実際に選挙目当ての政策や公約はあるのでしょうか? それらは一体どんなものか、国民側にもある問題点とともに考えてみたいと思います。
<目次>
「選挙(集票)目的のバラまき」と批判を浴びる
参議院選挙を間近に控えた今、石破総理が国民1人当たり2万円を現金給付すると表明しました。円安や物価高など経済環境の悪化に苦しむ国民への支援と説明されていますが、わざわざ選挙前のこの時期に打ち出したことで、「選挙(集票)目的のバラまき」だと批判を浴びています。そう言われても仕方ありません。なぜなら年収の壁178万円への引き上げや消費税減税など、他党が提案した政策に対しては、財源がないことを理由に拒否したにもかかわらず、選挙が近づいた途端、政府自ら財源がある(税収の上振れ分)と言い出したからです。

実施する作業 —
1. 上の文書の抜粋のうち、「実際に選挙目当ての政策や公約」から「れ分)と言い出したからです。」までを、両端も含めて一字一句違えずに書き写すこと。
2. 次の(a)〜(c)が上の文書の抜粋の内容と合っているかを「はい」か「いいえ」で答え、判断の決め手となる本文の語句を正確に引用してください。
(a) 石破総理は国民1人当たり2万円の現金給付を表明した。
(b) 他党が提案した消費税減税を、政府は財源がないことを理由に拒否した。
(c) 政府は、給付の財源を新たな国債の発行でまかなうと説明した。
3. 上の文書の抜粋によると、2万円の現金給付は何のためのものと説明されているか。

掲載リスト —
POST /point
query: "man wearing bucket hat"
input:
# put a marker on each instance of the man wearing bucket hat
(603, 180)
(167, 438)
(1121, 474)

解答一覧 —
1.
実際に選挙目当ての政策や公約はあるのでしょうか? それらは一体どんなものか、国民側にもある問題点とともに考えてみたいと思います。
<目次>
「選挙(集票)目的のバラまき」と批判を浴びる
参議院選挙を間近に控えた今、石破総理が国民1人当たり2万円を現金給付すると表明しました。円安や物価高など経済環境の悪化に苦しむ国民への支援と説明されていますが、わざわざ選挙前のこの時期に打ち出したことで、「選挙(集票)目的のバラまき」だと批判を浴びています。そう言われても仕方ありません。なぜなら年収の壁178万円への引き上げや消費税減税など、他党が提案した政策に対しては、財源がないことを理由に拒否したにもかかわらず、選挙が近づいた途端、政府自ら財源がある(税収の上振れ分)と言い出したからです。

2.
(a) はい。「石破総理が国民1人当たり2万円を現金給付すると表明しました」
(b) はい。「他党が提案した政策に対しては、財源がないことを理由に拒否した」
(c) いいえ。「政府自ら財源がある(税収の上振れ分)と言い出した」

3. 円安や物価高など経済環境の悪化に苦しむ国民への支援。